● **Problem statement**:
Output word for word the lines from the one with "Query: engraved metal plaque" to the final line of the data, both ends included, but skip the pictures.
------------------------
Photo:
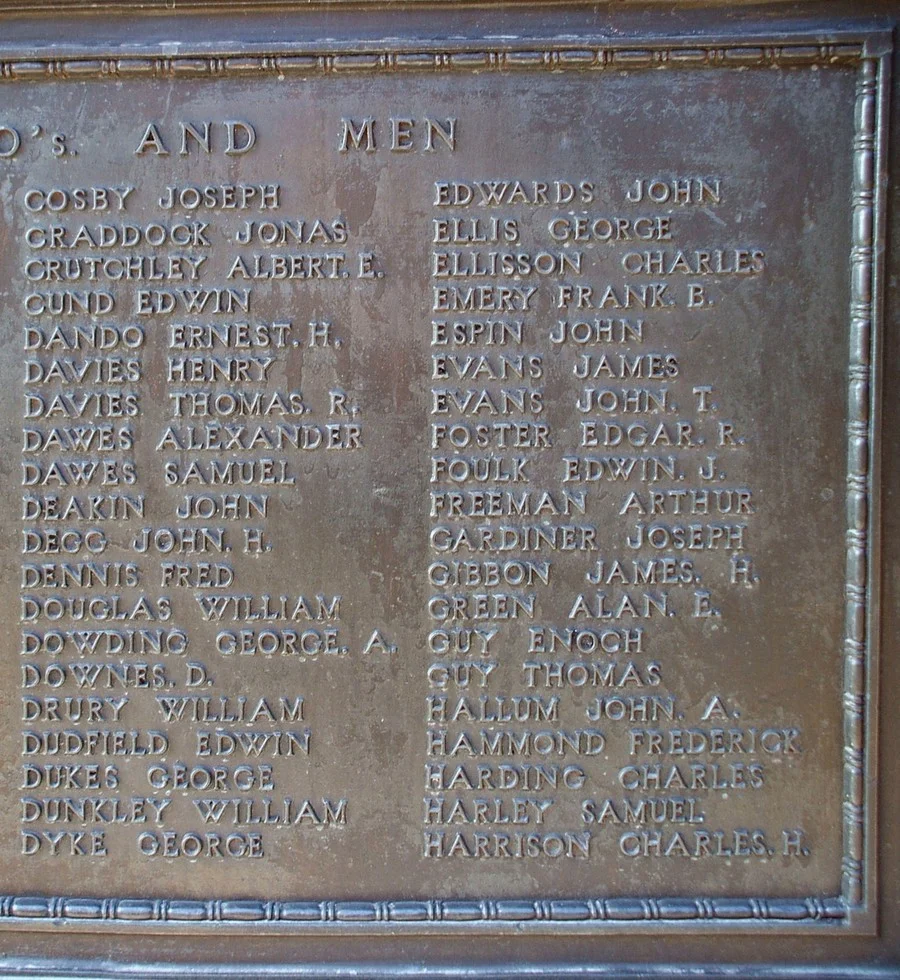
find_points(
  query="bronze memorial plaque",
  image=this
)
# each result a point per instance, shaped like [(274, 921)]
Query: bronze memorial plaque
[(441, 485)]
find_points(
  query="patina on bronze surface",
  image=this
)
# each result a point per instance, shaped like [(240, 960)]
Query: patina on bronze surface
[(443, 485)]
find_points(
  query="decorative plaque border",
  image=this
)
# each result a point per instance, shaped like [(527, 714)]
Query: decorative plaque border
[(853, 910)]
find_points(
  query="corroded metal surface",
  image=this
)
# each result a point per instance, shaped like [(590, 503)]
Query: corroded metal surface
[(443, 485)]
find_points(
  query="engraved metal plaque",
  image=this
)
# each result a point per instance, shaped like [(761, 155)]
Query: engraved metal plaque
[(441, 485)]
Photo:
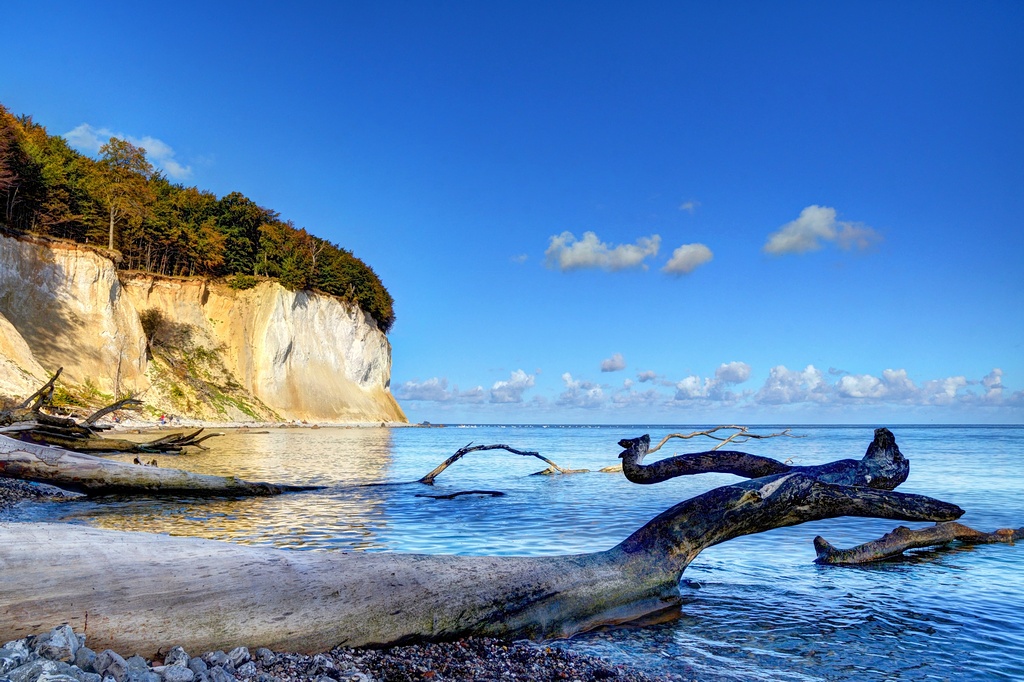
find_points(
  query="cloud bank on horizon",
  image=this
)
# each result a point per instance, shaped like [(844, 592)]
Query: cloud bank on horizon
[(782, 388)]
------------------------
● **Written reply**:
Query: engraved metal plaque
[(441, 485)]
Photo:
find_points(
  query="cloud bank on horizon",
  image=this
)
# each result a point per instance, shaped like [(844, 592)]
Query: cloud bank on horizon
[(782, 388)]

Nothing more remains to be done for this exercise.